#### WHAT THE TASK REQUIRES
Find how many lines of the records below contain the word "covered" and write that number by itself.

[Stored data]
====================

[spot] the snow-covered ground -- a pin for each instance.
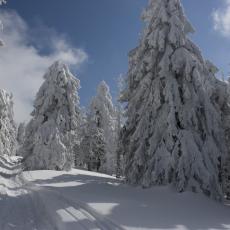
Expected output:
(48, 200)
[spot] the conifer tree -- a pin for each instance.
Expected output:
(49, 135)
(173, 131)
(104, 112)
(7, 125)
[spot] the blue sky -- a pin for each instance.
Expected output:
(107, 29)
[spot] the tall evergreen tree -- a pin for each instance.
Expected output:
(21, 133)
(93, 146)
(103, 111)
(49, 135)
(173, 131)
(7, 125)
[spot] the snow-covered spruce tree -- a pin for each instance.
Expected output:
(93, 146)
(7, 125)
(21, 133)
(221, 96)
(103, 111)
(49, 135)
(173, 131)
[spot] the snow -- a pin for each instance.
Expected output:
(78, 199)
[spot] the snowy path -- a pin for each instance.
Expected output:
(81, 200)
(68, 214)
(26, 206)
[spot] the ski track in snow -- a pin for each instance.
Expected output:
(32, 207)
(73, 215)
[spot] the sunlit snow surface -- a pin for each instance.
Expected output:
(47, 200)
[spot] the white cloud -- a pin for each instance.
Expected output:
(221, 19)
(22, 64)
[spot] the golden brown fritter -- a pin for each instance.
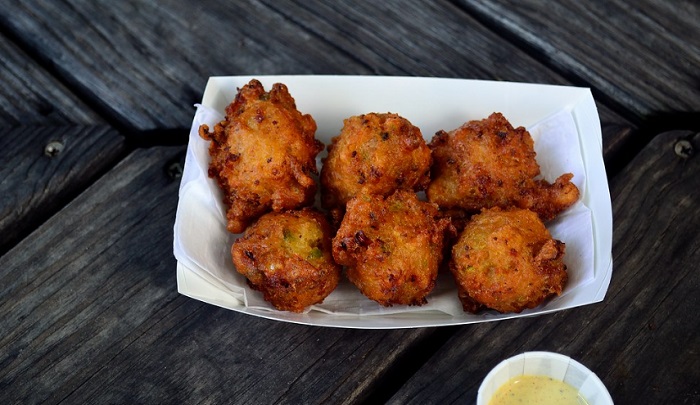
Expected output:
(488, 163)
(263, 155)
(507, 261)
(392, 247)
(287, 256)
(377, 154)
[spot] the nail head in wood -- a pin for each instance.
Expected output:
(53, 148)
(683, 148)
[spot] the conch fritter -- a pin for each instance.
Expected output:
(392, 247)
(263, 155)
(287, 257)
(507, 260)
(376, 154)
(488, 163)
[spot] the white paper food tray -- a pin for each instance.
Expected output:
(563, 122)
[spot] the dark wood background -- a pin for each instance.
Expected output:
(95, 106)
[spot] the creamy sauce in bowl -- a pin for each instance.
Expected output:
(537, 389)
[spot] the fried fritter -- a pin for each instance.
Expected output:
(377, 154)
(287, 256)
(263, 155)
(488, 163)
(507, 260)
(392, 246)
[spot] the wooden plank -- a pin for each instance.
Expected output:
(90, 313)
(642, 339)
(146, 82)
(153, 59)
(641, 55)
(44, 167)
(31, 96)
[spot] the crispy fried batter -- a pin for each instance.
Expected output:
(287, 256)
(488, 163)
(263, 155)
(392, 246)
(376, 154)
(507, 261)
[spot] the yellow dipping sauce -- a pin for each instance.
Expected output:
(536, 389)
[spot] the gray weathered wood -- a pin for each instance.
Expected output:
(642, 55)
(30, 96)
(43, 167)
(642, 339)
(145, 64)
(90, 314)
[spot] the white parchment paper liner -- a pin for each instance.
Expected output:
(202, 243)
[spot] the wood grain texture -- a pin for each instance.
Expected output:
(145, 64)
(31, 96)
(90, 314)
(642, 339)
(641, 55)
(34, 185)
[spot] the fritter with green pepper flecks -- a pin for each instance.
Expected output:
(507, 260)
(287, 257)
(376, 154)
(488, 163)
(392, 246)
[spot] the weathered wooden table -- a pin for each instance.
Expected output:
(95, 106)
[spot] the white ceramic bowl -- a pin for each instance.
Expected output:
(555, 365)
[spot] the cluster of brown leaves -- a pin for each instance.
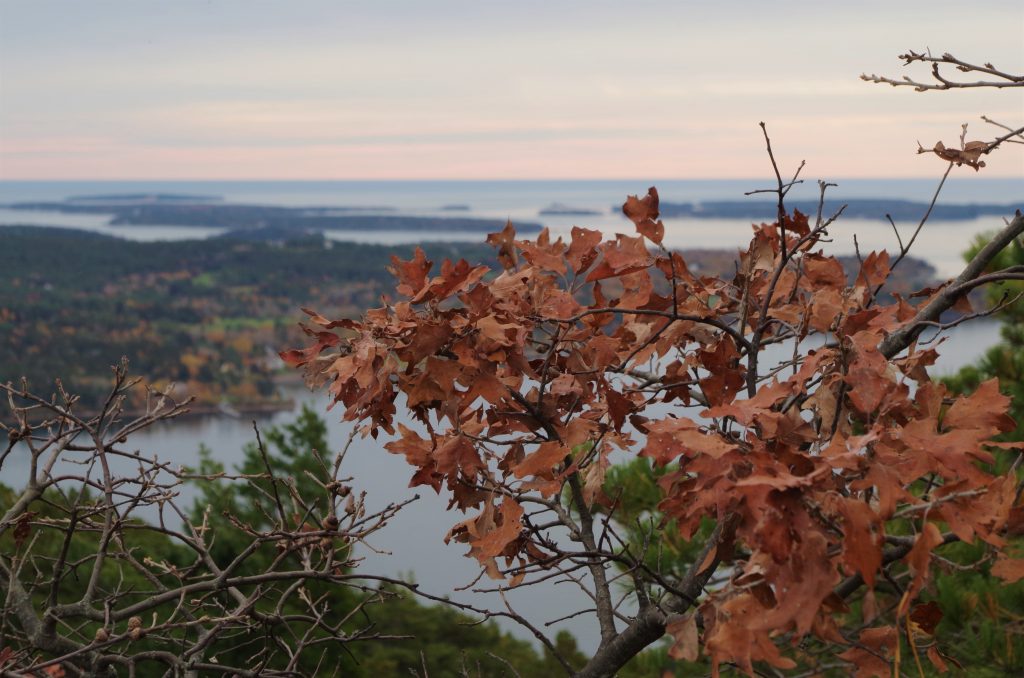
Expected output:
(526, 380)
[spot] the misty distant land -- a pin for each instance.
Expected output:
(210, 211)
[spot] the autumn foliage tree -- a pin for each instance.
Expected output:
(815, 491)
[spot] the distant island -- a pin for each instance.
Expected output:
(862, 208)
(558, 209)
(172, 210)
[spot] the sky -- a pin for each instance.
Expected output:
(445, 89)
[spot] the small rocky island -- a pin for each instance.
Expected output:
(558, 209)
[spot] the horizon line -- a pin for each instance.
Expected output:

====================

#### RESPONSE BOX
2